Task statement
The count of lines below that include the string "turquoise" is the whole answer; write it alone.

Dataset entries

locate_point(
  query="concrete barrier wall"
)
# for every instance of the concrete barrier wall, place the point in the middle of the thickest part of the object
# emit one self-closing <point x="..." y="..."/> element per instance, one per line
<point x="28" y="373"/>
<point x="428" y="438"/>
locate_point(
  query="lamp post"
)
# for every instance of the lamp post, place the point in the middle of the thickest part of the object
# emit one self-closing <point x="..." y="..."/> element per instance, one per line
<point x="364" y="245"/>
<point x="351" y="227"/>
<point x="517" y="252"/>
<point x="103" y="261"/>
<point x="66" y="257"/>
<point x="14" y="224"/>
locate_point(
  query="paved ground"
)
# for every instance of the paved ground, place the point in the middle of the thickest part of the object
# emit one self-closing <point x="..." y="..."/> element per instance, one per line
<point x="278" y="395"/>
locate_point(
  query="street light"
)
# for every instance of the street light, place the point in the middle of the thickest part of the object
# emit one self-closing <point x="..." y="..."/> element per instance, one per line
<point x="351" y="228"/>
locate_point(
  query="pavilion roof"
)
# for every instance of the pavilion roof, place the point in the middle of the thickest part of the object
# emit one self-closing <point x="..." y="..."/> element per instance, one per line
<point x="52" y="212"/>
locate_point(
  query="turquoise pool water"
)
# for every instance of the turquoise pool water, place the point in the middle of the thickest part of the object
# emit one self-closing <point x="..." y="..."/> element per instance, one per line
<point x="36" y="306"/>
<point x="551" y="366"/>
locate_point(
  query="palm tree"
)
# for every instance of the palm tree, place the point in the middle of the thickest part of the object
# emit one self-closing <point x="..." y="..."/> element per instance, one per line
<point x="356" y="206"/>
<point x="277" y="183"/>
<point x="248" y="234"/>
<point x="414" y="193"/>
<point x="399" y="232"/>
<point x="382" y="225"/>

Answer box
2